Work to be completed: All that is needed is every record, duplicated exactly.

:: Records for the exercise

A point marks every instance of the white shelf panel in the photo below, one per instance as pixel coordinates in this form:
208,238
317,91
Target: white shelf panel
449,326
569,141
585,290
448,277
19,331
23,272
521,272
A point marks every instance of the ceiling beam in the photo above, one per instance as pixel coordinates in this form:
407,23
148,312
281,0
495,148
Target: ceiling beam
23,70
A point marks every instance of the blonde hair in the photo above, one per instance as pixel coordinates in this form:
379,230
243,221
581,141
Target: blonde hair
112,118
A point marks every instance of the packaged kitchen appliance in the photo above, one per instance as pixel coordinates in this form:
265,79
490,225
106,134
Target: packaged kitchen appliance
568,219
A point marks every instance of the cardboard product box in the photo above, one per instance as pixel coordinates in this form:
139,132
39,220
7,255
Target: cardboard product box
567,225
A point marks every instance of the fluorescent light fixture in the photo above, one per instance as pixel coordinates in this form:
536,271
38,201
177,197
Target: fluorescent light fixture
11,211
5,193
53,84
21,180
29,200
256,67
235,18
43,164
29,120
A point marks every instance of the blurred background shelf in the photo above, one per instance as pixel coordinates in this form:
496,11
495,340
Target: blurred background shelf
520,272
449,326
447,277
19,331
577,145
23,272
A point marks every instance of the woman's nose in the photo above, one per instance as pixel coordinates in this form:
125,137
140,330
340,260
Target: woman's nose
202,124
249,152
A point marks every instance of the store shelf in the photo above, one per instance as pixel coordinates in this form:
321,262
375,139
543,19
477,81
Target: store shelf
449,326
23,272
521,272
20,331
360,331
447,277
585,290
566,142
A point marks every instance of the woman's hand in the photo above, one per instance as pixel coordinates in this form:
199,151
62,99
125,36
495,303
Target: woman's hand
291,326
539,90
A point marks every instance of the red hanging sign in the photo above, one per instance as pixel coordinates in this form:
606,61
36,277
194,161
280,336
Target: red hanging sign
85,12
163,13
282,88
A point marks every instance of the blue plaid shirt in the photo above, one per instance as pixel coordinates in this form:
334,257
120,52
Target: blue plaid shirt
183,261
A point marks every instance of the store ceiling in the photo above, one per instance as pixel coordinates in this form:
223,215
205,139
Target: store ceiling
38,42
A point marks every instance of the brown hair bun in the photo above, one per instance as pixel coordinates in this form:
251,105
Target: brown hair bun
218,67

::::

Result for this exercise:
A point marks every instance of the white shelf panel in the photo below, one per instance as pixel coordinates in this form:
208,238
317,91
Target: white shelf panel
449,326
569,141
585,290
448,277
19,331
23,272
521,272
A point marks every instance of the ceiling beam in the photo above, one per instance as pixel coordinates in this form:
407,23
148,312
281,0
495,148
Target: ceiling beam
23,70
A point marks every instance of the blonde hair in the photo above, one per instance as pixel coordinates in this form:
379,230
243,221
581,141
Target: blonde hair
112,118
A point marks every instance of the packaged kitchen appliance in the photo above, one per instance as pixel coordinates in this form:
265,79
490,225
106,134
Target: packaged kitchen appliance
568,219
A point marks every instance of the cardboard product box in the photo above, one per instance as pixel coordinates in this form:
139,132
39,220
7,255
Target: cardboard product box
567,225
A point marks every instance of the fluorescent light fixture in the photo above, one per instance as pixel coordinates in this form:
536,271
38,201
177,197
Target: fluorescent light fixture
11,211
5,193
53,84
21,180
29,200
256,67
235,18
43,164
29,120
A point marks every instance of the blurred background shelf in the photo above, one per instance as pixel coordinates in this form:
496,11
495,340
Target: blurred background shelf
520,272
449,326
447,277
19,331
577,145
23,272
A point marks every instance of the woman's nose in the photo above, one per instance as pixel coordinates in this form:
125,137
140,330
340,260
Target: woman's nose
202,124
249,152
A point marks every instance of the store shelf in the photo above, one per instance as pixel coordinates in this form:
321,262
375,139
543,19
477,81
Target: store shelf
449,326
23,272
521,272
20,331
360,331
447,277
585,290
566,142
A point marks every instance of the woman's hand in the photo above, one per instance as pixel coordinates in this form:
199,151
62,99
125,36
495,303
Target: woman's hand
291,326
539,90
A point marks every instance of the red hanging sign in the photo above, one per instance as pixel coordinates in this form:
606,61
36,277
194,161
280,336
Target: red hanging sign
85,12
163,13
282,88
A point marks every instance of the blue plaid shirt in the photo above, one per instance as pixel coordinates in this form:
334,257
120,52
Target: blue plaid shirt
183,261
A point marks every instance of the store ceiling in the photo above, one per instance as pixel coordinates in this form:
223,215
205,139
Target: store ceiling
38,42
A point marks every instance of the brown hair bun in the photo above, one per instance as pixel coordinates in this form:
251,105
Target: brown hair bun
218,67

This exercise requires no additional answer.